» Exercise description
Copy the items again, starting with the line containing "Batch processing job — object class: blue" and going on through the end of the items, and replace "chalk stick" with "crayon" while leaving everything else unchanged.

+++++

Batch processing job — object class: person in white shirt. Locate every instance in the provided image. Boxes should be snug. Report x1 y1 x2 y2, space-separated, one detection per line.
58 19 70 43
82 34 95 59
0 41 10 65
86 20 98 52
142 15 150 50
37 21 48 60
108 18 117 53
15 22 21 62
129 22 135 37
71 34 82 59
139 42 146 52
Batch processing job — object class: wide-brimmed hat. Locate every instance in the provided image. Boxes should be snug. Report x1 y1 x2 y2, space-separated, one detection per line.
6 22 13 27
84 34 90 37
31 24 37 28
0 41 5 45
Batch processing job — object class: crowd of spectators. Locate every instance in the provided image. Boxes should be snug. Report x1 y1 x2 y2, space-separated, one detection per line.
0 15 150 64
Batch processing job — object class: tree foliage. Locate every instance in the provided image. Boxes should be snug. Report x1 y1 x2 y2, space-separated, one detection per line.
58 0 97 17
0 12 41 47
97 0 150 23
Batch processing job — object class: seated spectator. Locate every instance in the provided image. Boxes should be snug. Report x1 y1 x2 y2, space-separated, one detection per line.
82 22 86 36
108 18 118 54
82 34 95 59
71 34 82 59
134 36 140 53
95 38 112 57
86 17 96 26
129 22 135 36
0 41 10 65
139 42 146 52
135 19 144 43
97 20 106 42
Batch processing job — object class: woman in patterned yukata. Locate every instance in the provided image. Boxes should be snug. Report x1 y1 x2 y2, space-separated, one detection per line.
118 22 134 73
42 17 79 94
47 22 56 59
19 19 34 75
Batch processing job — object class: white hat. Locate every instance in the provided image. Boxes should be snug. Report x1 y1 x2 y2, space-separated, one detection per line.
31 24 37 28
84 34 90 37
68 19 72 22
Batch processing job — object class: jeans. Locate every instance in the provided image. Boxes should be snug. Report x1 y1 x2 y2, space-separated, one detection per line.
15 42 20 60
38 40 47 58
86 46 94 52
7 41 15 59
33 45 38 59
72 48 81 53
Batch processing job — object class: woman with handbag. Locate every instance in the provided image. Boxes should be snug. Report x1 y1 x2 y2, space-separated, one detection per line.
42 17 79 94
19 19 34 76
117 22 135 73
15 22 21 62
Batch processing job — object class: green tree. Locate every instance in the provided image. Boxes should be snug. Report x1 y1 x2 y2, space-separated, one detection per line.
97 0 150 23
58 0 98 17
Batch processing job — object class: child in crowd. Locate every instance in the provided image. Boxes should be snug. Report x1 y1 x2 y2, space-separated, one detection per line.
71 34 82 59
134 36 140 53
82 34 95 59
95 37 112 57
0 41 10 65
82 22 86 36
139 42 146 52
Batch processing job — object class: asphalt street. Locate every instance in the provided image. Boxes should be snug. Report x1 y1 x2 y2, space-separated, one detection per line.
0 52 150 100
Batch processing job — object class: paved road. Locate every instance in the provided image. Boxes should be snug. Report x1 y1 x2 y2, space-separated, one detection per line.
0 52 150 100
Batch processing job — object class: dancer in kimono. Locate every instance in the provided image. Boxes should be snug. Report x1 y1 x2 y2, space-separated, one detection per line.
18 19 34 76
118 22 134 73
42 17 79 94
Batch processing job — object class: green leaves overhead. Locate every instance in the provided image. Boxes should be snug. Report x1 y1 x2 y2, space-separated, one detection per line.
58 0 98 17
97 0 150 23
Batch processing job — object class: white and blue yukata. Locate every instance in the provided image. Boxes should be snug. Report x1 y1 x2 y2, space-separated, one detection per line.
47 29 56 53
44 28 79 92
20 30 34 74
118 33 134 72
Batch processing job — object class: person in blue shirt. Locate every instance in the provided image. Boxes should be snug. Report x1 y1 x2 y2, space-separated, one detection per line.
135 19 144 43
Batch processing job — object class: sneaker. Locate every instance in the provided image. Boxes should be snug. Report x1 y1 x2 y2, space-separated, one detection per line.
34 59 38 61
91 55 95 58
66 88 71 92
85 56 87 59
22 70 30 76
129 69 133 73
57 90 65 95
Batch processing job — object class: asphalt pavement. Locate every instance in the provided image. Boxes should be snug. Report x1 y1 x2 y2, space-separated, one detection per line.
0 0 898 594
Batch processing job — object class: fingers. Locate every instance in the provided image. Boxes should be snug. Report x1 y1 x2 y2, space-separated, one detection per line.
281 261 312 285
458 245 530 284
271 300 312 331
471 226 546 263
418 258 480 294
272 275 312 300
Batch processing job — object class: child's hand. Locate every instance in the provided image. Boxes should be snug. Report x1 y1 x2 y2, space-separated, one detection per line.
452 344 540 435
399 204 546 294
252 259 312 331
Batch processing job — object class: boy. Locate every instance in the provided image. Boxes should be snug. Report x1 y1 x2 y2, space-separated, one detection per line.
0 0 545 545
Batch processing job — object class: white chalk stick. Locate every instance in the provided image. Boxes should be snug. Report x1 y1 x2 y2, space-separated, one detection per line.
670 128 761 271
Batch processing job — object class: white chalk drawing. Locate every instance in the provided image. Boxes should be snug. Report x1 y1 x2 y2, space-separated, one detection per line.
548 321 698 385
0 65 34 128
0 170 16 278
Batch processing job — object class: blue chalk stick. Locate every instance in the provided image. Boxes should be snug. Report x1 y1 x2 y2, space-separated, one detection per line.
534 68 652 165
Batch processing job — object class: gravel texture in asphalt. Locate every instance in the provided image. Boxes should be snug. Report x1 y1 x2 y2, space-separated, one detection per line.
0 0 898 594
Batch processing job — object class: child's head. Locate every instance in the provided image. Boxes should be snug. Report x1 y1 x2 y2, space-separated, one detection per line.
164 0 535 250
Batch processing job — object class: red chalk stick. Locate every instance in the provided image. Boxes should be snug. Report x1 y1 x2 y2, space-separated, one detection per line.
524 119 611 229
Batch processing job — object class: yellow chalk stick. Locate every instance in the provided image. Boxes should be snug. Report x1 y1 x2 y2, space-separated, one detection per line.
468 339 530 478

+++++

» Result of this task
Batch processing job — object class: blue crayon. Locate every instance in the provided image. Boxes should be snug. Report x1 y1 x2 y2, space-separated, one detection per line.
534 68 652 165
Batch processing job — object class: gravel texture in asphalt. Locate every instance in the provided image. Boxes should be snug. Report x1 y1 x2 y2, space-separated, one detection per line.
0 0 898 594
Batch processing job — object class: child's head. Locate every instance in the provided image. Boxes should be snug. Report x1 y1 x2 y2, space-separated, one detection per line.
164 0 535 250
Batch processing job — object class: red crayon. Locate every instance in the provided image. Boxes should be snug. Report x1 y1 x2 y2, space-separated, one detection per line.
524 119 611 229
Batch processing job — object class: yellow crayon. Locate every instance in the provided image. Boxes should be snug. Report x1 y1 x2 y2, space-separated, one detection per line.
468 339 530 478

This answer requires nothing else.